> [WHAT YOU NEED TO DO]:
**1.** Translate this sentence from the text on surface-modified fibers into Spanish: "The fibrous material may be provided in continuous or discontinuous form."
**2.** In the text on surface-modified fibers, which molding methods do the preferred embodiments use?

A surface-modified fibrous material is provided for incorporation in a thermoplastic matrix to form a fiber-reinforced composite article. Good binding between the fibrous material and the thermoplastic matrix is achieved through the presence of finely roughened surfaces on the fibers of nanoparticles of an inorganic material. Such nanoparticles are provided from an alkaline aqueous size composition containing the nanoparticles dispersed therein (as described). The fibrous material may be provided in continuous or discontinuous form. In a preferred embodiment glass fibers are initially provided in continuous form followed by cutting into discontinuous lengths and drying with the retention of the nanoparticles on the surfaces of the fibers. The surface-roughened fibrous material is incorporated in a thermoplastic matrix as fibrous reinforcement with the application of heat whereby the thermoplastic matrix is rendered melt processable. In preferred embodiments injection or compression molding is utilized. Improved long-fiber thermoplastics also may be formed to advantage.

> [SUPPLIED INFORMATION]:

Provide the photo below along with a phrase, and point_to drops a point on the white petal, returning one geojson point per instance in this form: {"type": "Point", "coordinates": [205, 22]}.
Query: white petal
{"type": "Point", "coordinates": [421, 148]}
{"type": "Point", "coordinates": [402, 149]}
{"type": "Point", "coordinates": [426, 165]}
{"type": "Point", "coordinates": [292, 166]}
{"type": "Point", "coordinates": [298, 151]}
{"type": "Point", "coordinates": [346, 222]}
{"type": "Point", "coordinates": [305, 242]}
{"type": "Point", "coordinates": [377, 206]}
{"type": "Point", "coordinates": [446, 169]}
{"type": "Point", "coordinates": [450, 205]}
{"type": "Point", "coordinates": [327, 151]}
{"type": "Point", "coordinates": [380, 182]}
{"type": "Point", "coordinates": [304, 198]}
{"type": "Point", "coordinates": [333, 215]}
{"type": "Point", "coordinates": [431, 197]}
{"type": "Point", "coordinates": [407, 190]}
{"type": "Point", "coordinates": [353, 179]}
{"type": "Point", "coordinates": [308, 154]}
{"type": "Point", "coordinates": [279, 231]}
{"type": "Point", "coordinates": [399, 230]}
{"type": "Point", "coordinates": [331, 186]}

> [ANSWERS FOR THE TASKS]:
**1.** El material fibroso puede suministrarse en forma continua o discontinua.

**2.** Injection or compression molding.